What is needed here is an exact copy of every entry.
--- start INFORMATION GIVEN ---
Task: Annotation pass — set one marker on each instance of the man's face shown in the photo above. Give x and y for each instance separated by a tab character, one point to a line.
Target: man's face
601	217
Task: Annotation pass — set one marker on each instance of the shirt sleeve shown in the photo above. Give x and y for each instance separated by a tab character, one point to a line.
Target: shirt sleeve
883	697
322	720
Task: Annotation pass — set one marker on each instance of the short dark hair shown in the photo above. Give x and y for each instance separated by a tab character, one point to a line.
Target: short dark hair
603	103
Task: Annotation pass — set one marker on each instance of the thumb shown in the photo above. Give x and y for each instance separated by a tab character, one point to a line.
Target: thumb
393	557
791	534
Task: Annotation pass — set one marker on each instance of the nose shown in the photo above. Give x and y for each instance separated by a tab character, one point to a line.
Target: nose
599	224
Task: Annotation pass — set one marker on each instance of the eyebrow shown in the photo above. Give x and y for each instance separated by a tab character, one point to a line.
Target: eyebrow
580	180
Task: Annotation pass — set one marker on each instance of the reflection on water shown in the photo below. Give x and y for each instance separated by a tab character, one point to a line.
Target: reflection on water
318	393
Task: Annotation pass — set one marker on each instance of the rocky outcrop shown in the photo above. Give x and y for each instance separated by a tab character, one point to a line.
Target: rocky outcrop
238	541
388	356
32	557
--- end INFORMATION GIVEN ---
* **THE REPLY**:
Task: Annotation pass — set one marker on each instance of the man's face shown in the photo above. Give x and y for each instance separated by a tab character, one point to a line.
Target: man's face
601	217
Task: Annotation pass — set one marker on each instance of the shirt sleeve shown in the photo above. Give x and y for each instance separated by a tab character, one point to a line.
Target: shirt sleeve
883	697
322	720
Task: Annotation pass — set one marker on each instance of the short dark hair shown in the photo above. Give x and y for each instance separated by a tab character, one point to a line.
Target: short dark hair
603	103
Task: Annotation pass — set one marker on each instance of the thumb shown in the photo above. Give x and y for each instance separated by a tab character, one point to a line.
Target: thumb
393	557
791	534
Task: Annotation pass — set one marker on each instance of the nose shown in the photo above. Give x and y for each instance separated by a tab character, one point to a line.
Target: nose
599	224
Task: Annotation pass — set one marker on each instance of the eyebrow shown in the photo above. Give x and y for each instance separated by a tab character, one point to a line.
Target: eyebrow
580	180
Task: Annotation pass — set one marker on each instance of the reflection on water shown in the photo below. Give x and y for each instance separated by a tab character, one point to a line.
Target: reflection on water
318	393
Task: Annotation pass — set one marker on each instance of the rocky outcrop shown in the photo above. Give x and y for each instance separated by a tab character, one point to a line.
Target: rocky outcrop
238	541
388	356
32	557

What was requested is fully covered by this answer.